begin Given information

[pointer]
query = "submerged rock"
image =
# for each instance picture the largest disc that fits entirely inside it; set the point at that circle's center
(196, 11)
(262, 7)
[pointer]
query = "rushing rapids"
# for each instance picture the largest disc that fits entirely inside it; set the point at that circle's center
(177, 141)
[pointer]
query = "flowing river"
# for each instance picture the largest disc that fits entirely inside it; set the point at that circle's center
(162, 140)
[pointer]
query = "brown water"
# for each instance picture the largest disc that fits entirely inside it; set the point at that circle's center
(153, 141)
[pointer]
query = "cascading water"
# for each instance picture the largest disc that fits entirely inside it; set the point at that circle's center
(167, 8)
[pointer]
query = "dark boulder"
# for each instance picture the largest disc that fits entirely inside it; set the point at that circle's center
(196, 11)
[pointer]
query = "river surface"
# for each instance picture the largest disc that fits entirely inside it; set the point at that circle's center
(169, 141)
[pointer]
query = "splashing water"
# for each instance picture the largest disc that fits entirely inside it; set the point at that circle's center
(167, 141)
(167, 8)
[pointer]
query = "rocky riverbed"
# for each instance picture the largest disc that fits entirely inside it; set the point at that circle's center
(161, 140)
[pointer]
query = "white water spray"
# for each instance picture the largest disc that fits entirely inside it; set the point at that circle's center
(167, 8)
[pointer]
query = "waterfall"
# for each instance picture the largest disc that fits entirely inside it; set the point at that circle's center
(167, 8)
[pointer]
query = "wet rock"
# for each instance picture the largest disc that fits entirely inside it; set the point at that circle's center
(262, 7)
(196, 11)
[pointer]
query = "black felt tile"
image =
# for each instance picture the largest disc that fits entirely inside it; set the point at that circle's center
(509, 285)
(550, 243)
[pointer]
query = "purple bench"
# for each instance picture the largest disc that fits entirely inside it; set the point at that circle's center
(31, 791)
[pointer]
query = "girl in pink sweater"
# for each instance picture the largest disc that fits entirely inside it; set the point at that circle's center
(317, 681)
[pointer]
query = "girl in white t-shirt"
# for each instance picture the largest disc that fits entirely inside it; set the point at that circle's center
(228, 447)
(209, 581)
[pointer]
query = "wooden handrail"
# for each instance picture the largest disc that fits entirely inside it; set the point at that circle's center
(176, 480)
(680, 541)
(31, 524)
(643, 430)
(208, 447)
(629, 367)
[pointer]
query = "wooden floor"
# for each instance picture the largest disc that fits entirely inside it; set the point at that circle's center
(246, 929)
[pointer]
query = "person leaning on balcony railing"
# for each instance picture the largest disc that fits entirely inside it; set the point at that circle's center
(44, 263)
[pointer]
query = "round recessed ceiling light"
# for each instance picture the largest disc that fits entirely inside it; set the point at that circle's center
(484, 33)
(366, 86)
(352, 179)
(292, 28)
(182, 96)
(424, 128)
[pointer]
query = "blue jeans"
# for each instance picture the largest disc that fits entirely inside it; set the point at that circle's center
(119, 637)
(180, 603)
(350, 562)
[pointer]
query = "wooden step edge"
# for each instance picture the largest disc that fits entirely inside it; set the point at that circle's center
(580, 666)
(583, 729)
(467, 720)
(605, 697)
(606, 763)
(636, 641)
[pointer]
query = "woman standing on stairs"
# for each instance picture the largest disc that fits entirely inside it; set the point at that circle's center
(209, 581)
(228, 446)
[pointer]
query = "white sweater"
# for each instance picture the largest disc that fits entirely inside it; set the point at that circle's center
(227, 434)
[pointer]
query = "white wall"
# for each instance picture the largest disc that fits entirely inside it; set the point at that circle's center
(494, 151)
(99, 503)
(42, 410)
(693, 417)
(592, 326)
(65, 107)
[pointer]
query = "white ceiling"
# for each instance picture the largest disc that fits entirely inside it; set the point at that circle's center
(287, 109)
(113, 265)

end Given information

#### [Task details]
Reproduce the material exactly, with every line intact.

#### [Output below]
[pointer]
query = "submerged rock"
image =
# for each instance picture the largest disc that fits entirely inside it; set the point at that circle's center
(196, 11)
(262, 7)
[pointer]
query = "rushing rapids"
# for each instance picture the largest disc that fits entirely inside it; set the point at that circle's center
(177, 141)
[pointer]
query = "flowing river"
# for each instance picture the largest disc that fits entirely inside it; set the point at that circle's center
(162, 140)
[pointer]
query = "brown water"
# for each instance picture the largest disc that fits entirely inside it; set the point at that circle's center
(153, 141)
[pointer]
query = "cascading water"
# for each instance picture the largest disc that fits entirely inside it; set the point at that circle's center
(167, 8)
[pointer]
query = "dark boulder"
# for each instance picture the largest disc that fits entirely inside it; set the point at that circle's center
(196, 11)
[pointer]
query = "river surface"
# for each instance picture the largest disc that fits entirely inside it; set the point at that circle's center
(169, 141)
[pointer]
query = "splashing water"
# for each instance picture the largest disc that fits entirely inside it; set the point at that circle's center
(167, 141)
(167, 8)
[pointer]
query = "rocky riverbed"
# for each instance picture the largest disc that fits entirely inside it; set the point at that circle's center
(161, 140)
[pointer]
query = "white water spray"
# for each instance picture the largest disc that fits entirely inside it; set the point at that circle's center
(167, 8)
[pointer]
query = "waterfall"
# for each instance picture the largest disc that fits entirely inside it; set the point at that circle's center
(167, 8)
[pointer]
query = "wet rock"
# for each instance picture the largest disc that fits entirely inside it; set the point at that circle's center
(262, 7)
(196, 11)
[pointer]
query = "black felt tile"
image =
# for each instance picture the largest disc that fits entirely inside it; set the point at that circle's center
(509, 285)
(550, 243)
[pointer]
query = "purple bench"
# for each instance picture the largest disc that fits entirely inside it; set the point at that circle's center
(31, 791)
[pointer]
query = "girl in pink sweater"
# for each instance picture the largest disc that fits entirely inside it; set the point at that circle's center
(317, 681)
[pointer]
query = "girl in white t-shirt"
# for each instance picture the largest disc that fits entirely inside it; set the point at that circle's center
(228, 447)
(209, 581)
[pointer]
query = "wooden handrail"
# for each instance picture the largest disc that fits entirely inside it; set the point at that circle's center
(176, 480)
(680, 541)
(31, 524)
(643, 430)
(208, 447)
(629, 367)
[pointer]
query = "wooden floor"
# for each instance picture the largest disc that fits entirely inside it; set the point at that circle's center
(246, 929)
[pointer]
query = "person leaning on balcony railing"
# for each instance picture the largest disc that fits entirely inside it; set the point at that circle's center
(44, 263)
[pointer]
query = "round recessed ceiling light"
# for each instance picture the largest disc that fits entirely inside it; set the point at that circle's center
(484, 33)
(366, 86)
(352, 179)
(292, 28)
(182, 96)
(424, 128)
[pointer]
query = "blue jeans"
# for each instance picture the largest disc that fits entirely inside it; set the point at that circle's center
(119, 637)
(180, 603)
(350, 562)
[pointer]
query = "wooden step edge"
# for each instance picture the largest disc that fits entirely inside it; set the point at that circle's center
(580, 666)
(583, 729)
(467, 720)
(605, 697)
(606, 763)
(636, 641)
[pointer]
query = "woman standing on stairs"
# for each instance picture the largest disc that fits entirely inside it; set the point at that circle's center
(209, 581)
(228, 446)
[pointer]
query = "white sweater"
# for each instance picture the largest disc that fits entirely inside it; set the point at that circle's center
(227, 434)
[pointer]
query = "white wall"
# for each instance picture the largest disc that fits entirely inside it; set the point at that circle's center
(494, 151)
(99, 503)
(42, 410)
(693, 417)
(592, 326)
(65, 107)
[pointer]
query = "white ceiling"
# for each instance picture the largest disc that fits entirely inside it; set the point at that circle's center
(287, 109)
(113, 265)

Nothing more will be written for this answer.